Please render every line below as a Markdown table with two columns, Row and Line. Number the rows and leave out any blank lines.
start
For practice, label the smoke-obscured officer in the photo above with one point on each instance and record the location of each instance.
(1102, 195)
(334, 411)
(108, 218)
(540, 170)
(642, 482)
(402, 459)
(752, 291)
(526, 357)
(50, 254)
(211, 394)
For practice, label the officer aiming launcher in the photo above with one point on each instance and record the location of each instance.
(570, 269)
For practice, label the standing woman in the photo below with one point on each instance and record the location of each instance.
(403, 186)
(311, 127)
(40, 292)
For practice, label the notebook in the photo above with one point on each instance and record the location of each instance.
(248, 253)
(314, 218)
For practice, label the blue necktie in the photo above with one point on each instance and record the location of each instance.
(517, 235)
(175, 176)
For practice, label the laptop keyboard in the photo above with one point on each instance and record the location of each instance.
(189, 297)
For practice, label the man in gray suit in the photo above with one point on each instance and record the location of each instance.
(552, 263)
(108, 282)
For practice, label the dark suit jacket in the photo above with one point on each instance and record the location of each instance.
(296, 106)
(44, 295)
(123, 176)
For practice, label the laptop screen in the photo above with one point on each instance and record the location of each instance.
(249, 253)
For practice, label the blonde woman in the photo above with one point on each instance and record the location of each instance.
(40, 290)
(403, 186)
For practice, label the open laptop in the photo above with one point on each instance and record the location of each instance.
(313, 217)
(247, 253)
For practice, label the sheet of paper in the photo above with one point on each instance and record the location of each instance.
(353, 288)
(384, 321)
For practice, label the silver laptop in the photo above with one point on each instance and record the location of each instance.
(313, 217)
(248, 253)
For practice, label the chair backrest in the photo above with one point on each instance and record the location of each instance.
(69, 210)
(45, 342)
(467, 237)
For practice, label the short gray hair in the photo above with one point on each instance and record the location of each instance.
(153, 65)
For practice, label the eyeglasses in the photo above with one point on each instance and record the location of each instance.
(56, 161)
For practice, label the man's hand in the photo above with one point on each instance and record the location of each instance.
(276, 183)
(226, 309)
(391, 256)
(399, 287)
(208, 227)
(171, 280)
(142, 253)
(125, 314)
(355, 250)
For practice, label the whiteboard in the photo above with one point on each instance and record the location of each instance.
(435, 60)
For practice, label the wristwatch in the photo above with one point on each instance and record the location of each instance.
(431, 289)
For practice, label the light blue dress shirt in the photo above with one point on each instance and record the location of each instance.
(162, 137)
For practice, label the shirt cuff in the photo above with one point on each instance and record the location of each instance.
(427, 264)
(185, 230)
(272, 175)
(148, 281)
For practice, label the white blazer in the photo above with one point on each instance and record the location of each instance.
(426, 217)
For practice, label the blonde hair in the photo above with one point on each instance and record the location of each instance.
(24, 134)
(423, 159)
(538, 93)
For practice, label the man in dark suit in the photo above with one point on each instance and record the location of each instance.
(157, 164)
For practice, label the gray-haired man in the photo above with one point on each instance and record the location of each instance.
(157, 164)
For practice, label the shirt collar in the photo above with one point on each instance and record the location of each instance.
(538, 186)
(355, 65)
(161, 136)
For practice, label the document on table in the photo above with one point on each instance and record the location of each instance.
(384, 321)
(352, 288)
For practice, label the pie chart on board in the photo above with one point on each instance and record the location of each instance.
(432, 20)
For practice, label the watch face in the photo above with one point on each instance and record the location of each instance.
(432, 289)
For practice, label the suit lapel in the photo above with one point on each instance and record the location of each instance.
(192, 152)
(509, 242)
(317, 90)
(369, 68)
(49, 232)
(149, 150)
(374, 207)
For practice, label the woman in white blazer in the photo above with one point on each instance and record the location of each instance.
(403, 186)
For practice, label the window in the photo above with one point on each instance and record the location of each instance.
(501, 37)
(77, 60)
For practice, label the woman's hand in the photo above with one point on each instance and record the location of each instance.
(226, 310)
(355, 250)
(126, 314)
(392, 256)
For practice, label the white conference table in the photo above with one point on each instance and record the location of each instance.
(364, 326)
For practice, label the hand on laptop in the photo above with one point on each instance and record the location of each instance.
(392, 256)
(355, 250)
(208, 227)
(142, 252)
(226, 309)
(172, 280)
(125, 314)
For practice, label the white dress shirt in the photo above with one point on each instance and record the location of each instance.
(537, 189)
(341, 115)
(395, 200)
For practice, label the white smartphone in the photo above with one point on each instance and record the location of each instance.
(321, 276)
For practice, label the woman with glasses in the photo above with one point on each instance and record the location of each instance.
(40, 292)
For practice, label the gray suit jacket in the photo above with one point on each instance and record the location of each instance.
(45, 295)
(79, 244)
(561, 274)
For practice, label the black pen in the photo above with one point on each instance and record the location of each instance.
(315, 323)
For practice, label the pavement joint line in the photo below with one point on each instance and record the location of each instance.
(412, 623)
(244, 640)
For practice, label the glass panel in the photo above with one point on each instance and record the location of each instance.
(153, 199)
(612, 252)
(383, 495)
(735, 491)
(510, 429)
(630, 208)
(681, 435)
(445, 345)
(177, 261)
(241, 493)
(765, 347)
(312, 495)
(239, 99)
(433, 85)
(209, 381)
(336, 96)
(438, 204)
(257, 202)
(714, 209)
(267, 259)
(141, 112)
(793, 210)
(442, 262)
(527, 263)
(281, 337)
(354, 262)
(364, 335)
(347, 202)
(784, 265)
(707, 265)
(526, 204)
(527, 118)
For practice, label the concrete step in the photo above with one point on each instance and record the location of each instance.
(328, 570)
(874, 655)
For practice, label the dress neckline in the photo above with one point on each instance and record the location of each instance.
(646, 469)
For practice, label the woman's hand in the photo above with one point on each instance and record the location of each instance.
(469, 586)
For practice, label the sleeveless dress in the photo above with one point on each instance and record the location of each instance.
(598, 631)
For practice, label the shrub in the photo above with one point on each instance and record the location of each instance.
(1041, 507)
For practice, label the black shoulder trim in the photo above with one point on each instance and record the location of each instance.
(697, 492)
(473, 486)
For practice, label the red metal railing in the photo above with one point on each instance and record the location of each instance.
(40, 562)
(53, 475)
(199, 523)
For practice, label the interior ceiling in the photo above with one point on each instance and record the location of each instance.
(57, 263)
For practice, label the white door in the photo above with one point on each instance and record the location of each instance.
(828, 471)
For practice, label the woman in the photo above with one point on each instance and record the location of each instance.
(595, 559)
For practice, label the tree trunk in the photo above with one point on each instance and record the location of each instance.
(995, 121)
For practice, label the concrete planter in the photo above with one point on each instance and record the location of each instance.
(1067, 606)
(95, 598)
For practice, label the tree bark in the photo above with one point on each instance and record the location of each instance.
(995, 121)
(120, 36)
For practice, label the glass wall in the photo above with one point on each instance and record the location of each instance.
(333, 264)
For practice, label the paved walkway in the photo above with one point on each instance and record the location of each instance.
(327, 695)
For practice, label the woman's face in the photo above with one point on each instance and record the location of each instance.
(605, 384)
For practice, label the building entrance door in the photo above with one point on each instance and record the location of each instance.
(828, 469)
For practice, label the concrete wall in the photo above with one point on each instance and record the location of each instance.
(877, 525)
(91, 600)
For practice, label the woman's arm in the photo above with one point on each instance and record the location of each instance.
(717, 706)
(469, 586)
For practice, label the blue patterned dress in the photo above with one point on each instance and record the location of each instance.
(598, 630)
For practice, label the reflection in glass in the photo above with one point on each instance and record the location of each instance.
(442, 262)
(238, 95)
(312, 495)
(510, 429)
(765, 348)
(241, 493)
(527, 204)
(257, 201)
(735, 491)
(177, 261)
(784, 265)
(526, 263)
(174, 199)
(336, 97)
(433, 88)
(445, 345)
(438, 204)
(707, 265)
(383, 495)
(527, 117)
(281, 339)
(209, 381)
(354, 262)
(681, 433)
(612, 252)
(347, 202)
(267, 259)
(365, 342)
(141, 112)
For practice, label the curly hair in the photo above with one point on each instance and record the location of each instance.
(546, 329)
end
*CORRECT ANSWER:*
| Row | Line |
|---|---|
| 1 | For practice, label the smoke-obscured officer in the photo above with one point on each instance and record the location of each instance. |
| 2 | (1102, 195) |
| 3 | (334, 411) |
| 4 | (108, 218) |
| 5 | (540, 170) |
| 6 | (642, 482) |
| 7 | (402, 459) |
| 8 | (752, 291) |
| 9 | (526, 357) |
| 10 | (50, 254) |
| 11 | (211, 394) |
| 12 | For practice, label the officer aiming launcher in the photo above with one point on each instance and record the location of each instance. |
| 13 | (570, 269) |
| 14 | For practice, label the standing woman in the photo below with one point on each instance and record the location of each instance. |
| 15 | (403, 186) |
| 16 | (311, 127) |
| 17 | (40, 292) |
| 18 | For practice, label the notebook in the photo above with one point on each instance and record the location of each instance. |
| 19 | (248, 253) |
| 20 | (314, 218) |
| 21 | For practice, label the blue necktie in the photo above with one point on each instance and record the location of each instance. |
| 22 | (517, 235) |
| 23 | (175, 176) |
| 24 | For practice, label the laptop keyboard in the photo above with one point on each instance and record the location of each instance. |
| 25 | (189, 297) |
| 26 | For practice, label the man in gray suit in the photo above with one point on each instance and record the location of each instance. |
| 27 | (552, 263) |
| 28 | (108, 282) |
| 29 | For practice, label the dark suit jacket in the photo above with one point on each instance and record the location of each instance. |
| 30 | (296, 106) |
| 31 | (44, 295) |
| 32 | (123, 176) |
| 33 | For practice, label the laptop screen in the photo above with one point on each instance and record the location of each instance. |
| 34 | (249, 253) |
| 35 | For practice, label the blonde woman in the photo above with one point on each instance and record the location of each instance. |
| 36 | (40, 290) |
| 37 | (403, 186) |
| 38 | For practice, label the open laptop in the photo above with one point on each instance and record the location of each instance. |
| 39 | (313, 217) |
| 40 | (247, 253) |
| 41 | For practice, label the sheet of paper in the photo above with one point on each instance and record the location of each instance. |
| 42 | (353, 288) |
| 43 | (384, 321) |
| 44 | For practice, label the silver laptop in the photo above with one point on each instance and record the location of each instance. |
| 45 | (313, 217) |
| 46 | (248, 253) |
| 47 | For practice, label the chair backrest in the photo above with one point on each instance and record the location of each instance. |
| 48 | (69, 210) |
| 49 | (45, 342) |
| 50 | (467, 237) |
| 51 | For practice, label the short gray hair in the photo above with one point on each instance and record the location of each instance. |
| 52 | (153, 65) |
| 53 | For practice, label the eyeglasses in the photo above with one point on each instance and record the location of each instance. |
| 54 | (56, 161) |
| 55 | For practice, label the man's hand in the photo above with one point on each instance and record the location of each instance. |
| 56 | (276, 183) |
| 57 | (226, 309) |
| 58 | (391, 256) |
| 59 | (399, 287) |
| 60 | (208, 227) |
| 61 | (171, 280) |
| 62 | (142, 253) |
| 63 | (125, 314) |
| 64 | (355, 250) |
| 65 | For practice, label the whiteboard in the photo above with one point on each instance and record the location of each instance. |
| 66 | (435, 60) |
| 67 | For practice, label the wristwatch in the photo above with one point on each instance and record the location of each instance. |
| 68 | (431, 289) |
| 69 | For practice, label the light blue dress shirt in the photo above with one point on each instance and record the location of each instance. |
| 70 | (162, 137) |
| 71 | For practice, label the shirt cuff in the photo above with one point on each instance and record the location of each instance. |
| 72 | (427, 264) |
| 73 | (185, 230) |
| 74 | (272, 175) |
| 75 | (148, 281) |
| 76 | For practice, label the white blazer in the photo above with one point on each instance and record the location of each instance. |
| 77 | (426, 217) |
| 78 | For practice, label the blonde hair in the photo above with one point on each instance and record the location of each instance. |
| 79 | (24, 134) |
| 80 | (423, 159) |
| 81 | (538, 93) |
| 82 | For practice, label the man in dark suit in the photo above with one point on each instance and record the location of each instance. |
| 83 | (157, 164) |
| 84 | For practice, label the gray-haired man in the photo above with one point on each instance and record the location of each instance. |
| 85 | (157, 164) |
| 86 | For practice, label the shirt collar in the photo above with one point on each instance and record the location of each instance. |
| 87 | (538, 186) |
| 88 | (355, 65) |
| 89 | (161, 136) |
| 90 | For practice, label the document on table in the photo above with one point on each instance and record the location of each instance. |
| 91 | (384, 321) |
| 92 | (352, 288) |
| 93 | For practice, label the pie chart on board in the photo above with one point on each instance and record the location of each instance. |
| 94 | (432, 20) |
| 95 | For practice, label the watch face in the photo above with one point on each instance and record the location of each instance. |
| 96 | (432, 289) |
| 97 | For practice, label the suit lapel in the photo above with one point on each instance and record the location of each instance. |
| 98 | (192, 152) |
| 99 | (509, 242) |
| 100 | (317, 90) |
| 101 | (369, 68) |
| 102 | (49, 232) |
| 103 | (149, 150) |
| 104 | (374, 207) |
| 105 | For practice, label the woman in white blazer in the photo above with one point on each instance and record the location of each instance. |
| 106 | (403, 186) |
| 107 | For practice, label the window in the photo above with one point on each instance and record the location of each instance. |
| 108 | (501, 37) |
| 109 | (77, 60) |
| 110 | For practice, label the woman's hand in the photo above with one point on each instance and record the location of each instance. |
| 111 | (226, 310) |
| 112 | (355, 250) |
| 113 | (126, 314) |
| 114 | (392, 256) |
| 115 | For practice, label the white conference table in the photo above with one point on each instance and record the location of each instance. |
| 116 | (364, 326) |
| 117 | For practice, label the hand on laptop in the photo above with one point on each instance and record the location of each instance. |
| 118 | (392, 256) |
| 119 | (355, 250) |
| 120 | (208, 227) |
| 121 | (142, 252) |
| 122 | (226, 309) |
| 123 | (172, 280) |
| 124 | (125, 314) |
| 125 | For practice, label the white dress shirt in the photo above with one point on each instance and record the location of each instance. |
| 126 | (537, 189) |
| 127 | (341, 115) |
| 128 | (395, 200) |
| 129 | For practice, label the white smartphone in the photo above with one point on each instance and record the location of each instance. |
| 130 | (321, 276) |
| 131 | For practice, label the woman with glasses in the photo above with one point on each instance and record the location of each instance. |
| 132 | (40, 292) |
| 133 | For practice, label the gray suit jacket in the photo above with one point on each instance and record the location of each instance. |
| 134 | (45, 295) |
| 135 | (79, 244) |
| 136 | (561, 274) |
| 137 | For practice, label the black pen in the photo above with one point on each instance and record the location of each instance. |
| 138 | (315, 323) |
| 139 | For practice, label the pavement joint line in the photo below with one point on each instance and record the location of each instance. |
| 140 | (412, 623) |
| 141 | (244, 640) |
| 142 | For practice, label the glass panel in the photo above with one point on each instance and record the location of each instance. |
| 143 | (153, 199) |
| 144 | (612, 252) |
| 145 | (383, 495) |
| 146 | (735, 491) |
| 147 | (510, 429) |
| 148 | (630, 208) |
| 149 | (681, 435) |
| 150 | (445, 345) |
| 151 | (177, 261) |
| 152 | (241, 493) |
| 153 | (765, 347) |
| 154 | (312, 495) |
| 155 | (239, 99) |
| 156 | (433, 85) |
| 157 | (209, 381) |
| 158 | (336, 96) |
| 159 | (438, 204) |
| 160 | (257, 202) |
| 161 | (714, 209) |
| 162 | (267, 259) |
| 163 | (141, 112) |
| 164 | (793, 210) |
| 165 | (442, 262) |
| 166 | (527, 263) |
| 167 | (281, 337) |
| 168 | (354, 262) |
| 169 | (364, 335) |
| 170 | (347, 202) |
| 171 | (784, 265) |
| 172 | (707, 265) |
| 173 | (526, 204) |
| 174 | (527, 118) |
| 175 | For practice, label the concrete step in the photo above with one point on each instance and record the location of each instance. |
| 176 | (328, 570) |
| 177 | (874, 655) |
| 178 | For practice, label the dress neckline in the photo above with one point on each instance and record the location of each instance. |
| 179 | (646, 469) |
| 180 | For practice, label the woman's hand in the photo above with one point on each instance and record the location of each instance. |
| 181 | (469, 586) |
| 182 | For practice, label the sleeveless dress in the photo above with one point on each instance and record the location of each instance. |
| 183 | (598, 631) |
| 184 | For practice, label the shrub in the photo above with one point on each instance and record the location of each instance. |
| 185 | (1041, 507) |
| 186 | For practice, label the black shoulder trim in the photo above with one point on each instance and record the location of each instance. |
| 187 | (697, 492) |
| 188 | (473, 486) |
| 189 | For practice, label the red metal railing in the photo above with one point on each instance and record the location of each instance. |
| 190 | (40, 562) |
| 191 | (53, 475) |
| 192 | (199, 523) |
| 193 | For practice, label the interior ceiling in the photo above with one point on each instance and record the location of each instance. |
| 194 | (57, 263) |
| 195 | For practice, label the white door in the photo above with one point on each instance and record the location of each instance. |
| 196 | (828, 471) |
| 197 | For practice, label the woman in the photo above with one point on each instance and record the location of each instance. |
| 198 | (595, 559) |
| 199 | For practice, label the tree trunk in the photo above with one point on each instance and record the location of each instance. |
| 200 | (995, 121) |
| 201 | For practice, label the concrete planter in the photo above with one point on each instance and record the location of each instance. |
| 202 | (1067, 606) |
| 203 | (95, 598) |
| 204 | For practice, label the tree bark in the photo above with one point on each instance and record the location of each instance. |
| 205 | (995, 121) |
| 206 | (120, 36) |
| 207 | For practice, label the glass wall in the photo above with one point on each instance and record the location of each instance. |
| 208 | (333, 264) |
| 209 | For practice, label the paved walkway in the photo above with one point on each instance and record the location of each instance. |
| 210 | (327, 695) |
| 211 | For practice, label the woman's face in the photo above with one point on each instance and record the location of each instance. |
| 212 | (605, 384) |
| 213 | For practice, label the building entrance door in the photo above with one point on each instance and record the location of each instance. |
| 214 | (828, 469) |
| 215 | For practice, label the concrete wall in the photo above with one point on each instance and record the location of each instance. |
| 216 | (877, 525) |
| 217 | (91, 600) |
| 218 | For practice, label the woman's arm in the photo above with one point on each instance and record the location of each instance. |
| 219 | (717, 706) |
| 220 | (469, 586) |
| 221 | For practice, label the blue patterned dress in the photo above with one point on each instance and record the location of each instance. |
| 222 | (598, 630) |
| 223 | For practice, label the reflection in glass in the photo above with one point on each instance and record the location of each instance. |
| 224 | (442, 262) |
| 225 | (238, 95) |
| 226 | (312, 495) |
| 227 | (510, 429) |
| 228 | (765, 348) |
| 229 | (241, 493) |
| 230 | (527, 204) |
| 231 | (257, 201) |
| 232 | (735, 491) |
| 233 | (177, 261) |
| 234 | (784, 265) |
| 235 | (526, 263) |
| 236 | (174, 199) |
| 237 | (336, 97) |
| 238 | (433, 88) |
| 239 | (445, 345) |
| 240 | (438, 204) |
| 241 | (707, 265) |
| 242 | (383, 495) |
| 243 | (527, 117) |
| 244 | (281, 339) |
| 245 | (209, 381) |
| 246 | (354, 262) |
| 247 | (681, 433) |
| 248 | (612, 252) |
| 249 | (347, 202) |
| 250 | (267, 259) |
| 251 | (365, 342) |
| 252 | (141, 112) |
| 253 | For practice, label the curly hair in the photo above with one point on each instance and record the location of each instance. |
| 254 | (546, 329) |